## EXERCISE GOAL
Locate each line in the items below that contains the word "truck", and copy every such line in full.

Records of labeled boxes:
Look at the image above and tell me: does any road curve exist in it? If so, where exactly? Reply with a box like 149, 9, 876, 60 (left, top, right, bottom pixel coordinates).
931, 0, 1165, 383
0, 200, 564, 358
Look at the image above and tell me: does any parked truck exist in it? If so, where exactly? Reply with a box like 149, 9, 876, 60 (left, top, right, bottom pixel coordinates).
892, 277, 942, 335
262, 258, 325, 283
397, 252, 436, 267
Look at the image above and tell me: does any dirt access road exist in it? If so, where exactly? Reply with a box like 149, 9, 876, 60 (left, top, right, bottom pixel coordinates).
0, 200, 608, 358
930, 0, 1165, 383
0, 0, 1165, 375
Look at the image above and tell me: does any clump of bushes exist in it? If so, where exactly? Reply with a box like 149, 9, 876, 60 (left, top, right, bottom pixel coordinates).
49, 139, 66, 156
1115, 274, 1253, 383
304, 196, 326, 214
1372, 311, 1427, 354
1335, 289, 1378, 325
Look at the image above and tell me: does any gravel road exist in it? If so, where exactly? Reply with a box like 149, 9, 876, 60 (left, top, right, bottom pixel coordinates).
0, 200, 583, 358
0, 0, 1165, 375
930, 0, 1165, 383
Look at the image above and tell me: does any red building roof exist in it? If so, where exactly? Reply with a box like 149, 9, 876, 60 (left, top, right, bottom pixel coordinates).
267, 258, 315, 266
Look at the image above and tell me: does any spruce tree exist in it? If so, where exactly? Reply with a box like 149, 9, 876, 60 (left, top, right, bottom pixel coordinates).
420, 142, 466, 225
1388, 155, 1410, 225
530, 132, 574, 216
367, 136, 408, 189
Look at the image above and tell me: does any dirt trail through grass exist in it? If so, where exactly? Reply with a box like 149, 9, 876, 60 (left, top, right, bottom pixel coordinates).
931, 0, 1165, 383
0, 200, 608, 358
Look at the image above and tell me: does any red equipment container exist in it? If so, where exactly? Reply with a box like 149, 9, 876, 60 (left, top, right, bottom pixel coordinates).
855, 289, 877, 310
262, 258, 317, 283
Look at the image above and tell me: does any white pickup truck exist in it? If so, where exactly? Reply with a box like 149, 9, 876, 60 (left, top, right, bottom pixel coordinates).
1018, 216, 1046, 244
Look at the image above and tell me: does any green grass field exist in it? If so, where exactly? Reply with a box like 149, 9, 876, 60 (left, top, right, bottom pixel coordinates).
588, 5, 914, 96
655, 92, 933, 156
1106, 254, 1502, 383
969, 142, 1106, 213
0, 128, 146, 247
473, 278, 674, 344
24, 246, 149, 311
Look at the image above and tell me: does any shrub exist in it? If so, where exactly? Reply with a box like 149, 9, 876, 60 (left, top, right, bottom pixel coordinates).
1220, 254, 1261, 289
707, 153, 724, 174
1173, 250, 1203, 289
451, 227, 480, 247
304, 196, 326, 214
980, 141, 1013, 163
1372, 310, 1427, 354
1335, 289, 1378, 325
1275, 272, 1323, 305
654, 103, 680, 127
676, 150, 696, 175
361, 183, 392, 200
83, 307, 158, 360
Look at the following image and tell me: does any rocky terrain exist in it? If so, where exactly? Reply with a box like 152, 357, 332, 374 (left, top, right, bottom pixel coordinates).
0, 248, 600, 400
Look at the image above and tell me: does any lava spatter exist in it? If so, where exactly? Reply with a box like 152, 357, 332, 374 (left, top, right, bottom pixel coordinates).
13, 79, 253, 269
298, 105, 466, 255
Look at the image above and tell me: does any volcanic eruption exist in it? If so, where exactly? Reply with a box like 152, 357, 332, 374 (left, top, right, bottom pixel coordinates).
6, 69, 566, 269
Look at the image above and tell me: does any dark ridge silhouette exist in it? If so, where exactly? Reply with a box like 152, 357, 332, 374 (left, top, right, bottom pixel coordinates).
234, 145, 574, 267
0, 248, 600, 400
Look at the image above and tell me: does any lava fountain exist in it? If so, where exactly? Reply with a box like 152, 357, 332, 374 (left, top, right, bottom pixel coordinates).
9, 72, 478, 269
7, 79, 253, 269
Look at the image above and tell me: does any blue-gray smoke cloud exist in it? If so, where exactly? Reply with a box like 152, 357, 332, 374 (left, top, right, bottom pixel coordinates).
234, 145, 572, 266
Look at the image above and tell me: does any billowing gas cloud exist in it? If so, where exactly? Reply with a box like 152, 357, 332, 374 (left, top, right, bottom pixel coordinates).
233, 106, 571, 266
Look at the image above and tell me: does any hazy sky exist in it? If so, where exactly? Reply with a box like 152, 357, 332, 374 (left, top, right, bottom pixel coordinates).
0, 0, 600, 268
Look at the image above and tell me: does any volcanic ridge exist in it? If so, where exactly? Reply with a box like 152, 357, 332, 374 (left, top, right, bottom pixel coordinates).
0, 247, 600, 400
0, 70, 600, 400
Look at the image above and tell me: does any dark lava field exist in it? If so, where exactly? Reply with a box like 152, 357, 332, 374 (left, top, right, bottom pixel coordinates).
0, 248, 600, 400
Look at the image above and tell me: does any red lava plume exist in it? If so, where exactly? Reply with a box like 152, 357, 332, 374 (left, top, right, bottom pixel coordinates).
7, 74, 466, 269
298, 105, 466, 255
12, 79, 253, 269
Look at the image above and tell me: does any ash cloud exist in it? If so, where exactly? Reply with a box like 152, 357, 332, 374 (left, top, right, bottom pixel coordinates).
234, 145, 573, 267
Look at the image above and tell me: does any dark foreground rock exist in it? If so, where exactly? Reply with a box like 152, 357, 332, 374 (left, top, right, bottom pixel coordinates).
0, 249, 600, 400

## RESPONSE FOR THIS EXERCISE
Look at the image above and tell me: does any parked truck exist in it? If so, where exactly? Reply with a box like 149, 9, 876, 60 (left, top, right, bottom pixel coordinates).
Look at the image above and tell me: does any white pickup truck exist in it? If so, where exactly? Reply with a box like 149, 9, 876, 60 (left, top, right, bottom pixel coordinates).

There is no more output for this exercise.